■ ACTIVITY ■
Using the listing below, report how many lines hold the word "hand", and nothing else.

■ INFORMATION SUPPLIED ■
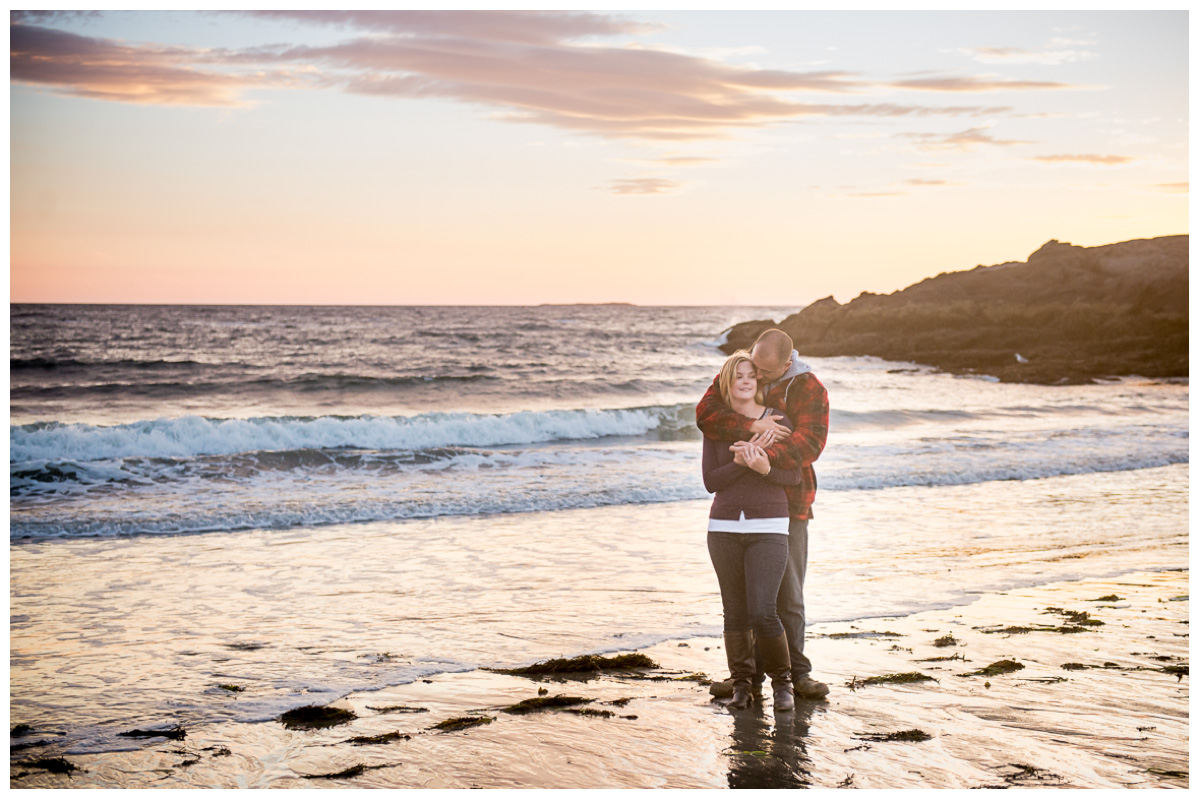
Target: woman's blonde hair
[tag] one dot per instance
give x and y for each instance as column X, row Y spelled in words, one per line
column 730, row 371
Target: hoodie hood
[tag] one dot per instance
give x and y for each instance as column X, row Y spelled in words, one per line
column 796, row 367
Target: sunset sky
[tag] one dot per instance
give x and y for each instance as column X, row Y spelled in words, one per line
column 678, row 157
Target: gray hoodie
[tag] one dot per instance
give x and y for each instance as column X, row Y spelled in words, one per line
column 796, row 367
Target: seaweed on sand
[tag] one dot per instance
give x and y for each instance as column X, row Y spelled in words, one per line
column 913, row 734
column 957, row 656
column 399, row 709
column 588, row 663
column 316, row 716
column 382, row 739
column 996, row 668
column 543, row 703
column 894, row 678
column 1073, row 618
column 459, row 723
column 353, row 771
column 592, row 713
column 55, row 765
column 175, row 733
column 1179, row 671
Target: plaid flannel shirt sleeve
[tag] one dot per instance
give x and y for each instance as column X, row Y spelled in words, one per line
column 808, row 408
column 718, row 421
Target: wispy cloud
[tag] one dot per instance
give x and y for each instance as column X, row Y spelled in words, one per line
column 977, row 83
column 1057, row 52
column 924, row 181
column 527, row 66
column 960, row 140
column 105, row 70
column 521, row 26
column 643, row 186
column 1085, row 158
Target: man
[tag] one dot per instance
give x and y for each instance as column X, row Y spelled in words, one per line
column 790, row 386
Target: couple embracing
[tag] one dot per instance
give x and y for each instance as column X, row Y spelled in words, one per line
column 765, row 421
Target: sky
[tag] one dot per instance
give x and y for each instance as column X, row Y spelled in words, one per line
column 495, row 157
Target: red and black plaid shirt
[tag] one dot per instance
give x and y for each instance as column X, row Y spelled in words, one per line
column 805, row 402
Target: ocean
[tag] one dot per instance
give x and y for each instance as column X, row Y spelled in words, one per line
column 317, row 500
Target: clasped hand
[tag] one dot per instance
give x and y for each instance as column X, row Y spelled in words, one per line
column 751, row 453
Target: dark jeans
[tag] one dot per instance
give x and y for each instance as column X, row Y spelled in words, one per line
column 791, row 595
column 749, row 569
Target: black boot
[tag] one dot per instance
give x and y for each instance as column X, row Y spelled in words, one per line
column 778, row 665
column 739, row 653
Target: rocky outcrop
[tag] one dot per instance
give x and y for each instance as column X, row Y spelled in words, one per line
column 1067, row 314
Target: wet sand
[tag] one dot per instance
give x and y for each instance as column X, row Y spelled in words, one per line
column 1091, row 707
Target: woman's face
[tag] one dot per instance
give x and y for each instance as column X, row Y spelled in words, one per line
column 745, row 382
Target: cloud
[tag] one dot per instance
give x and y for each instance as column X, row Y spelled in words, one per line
column 960, row 140
column 643, row 186
column 105, row 70
column 523, row 26
column 1091, row 158
column 984, row 83
column 923, row 181
column 685, row 161
column 527, row 67
column 1020, row 55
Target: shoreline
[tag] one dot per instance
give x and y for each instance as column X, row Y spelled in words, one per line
column 1087, row 709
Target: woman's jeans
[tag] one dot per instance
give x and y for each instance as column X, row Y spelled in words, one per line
column 749, row 569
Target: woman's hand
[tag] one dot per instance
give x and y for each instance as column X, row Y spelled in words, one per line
column 753, row 456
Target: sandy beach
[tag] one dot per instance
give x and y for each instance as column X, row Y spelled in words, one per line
column 1099, row 699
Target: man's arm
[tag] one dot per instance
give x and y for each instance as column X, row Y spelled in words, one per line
column 808, row 408
column 718, row 421
column 718, row 476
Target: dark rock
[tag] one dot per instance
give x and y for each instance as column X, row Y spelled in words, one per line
column 1073, row 313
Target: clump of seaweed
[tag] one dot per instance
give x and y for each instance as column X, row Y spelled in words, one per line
column 316, row 716
column 592, row 713
column 913, row 734
column 55, row 765
column 1073, row 618
column 996, row 668
column 353, row 771
column 1179, row 671
column 543, row 703
column 588, row 663
column 865, row 635
column 382, row 739
column 894, row 678
column 175, row 733
column 460, row 723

■ RESULT OF THE EXERCISE ■
2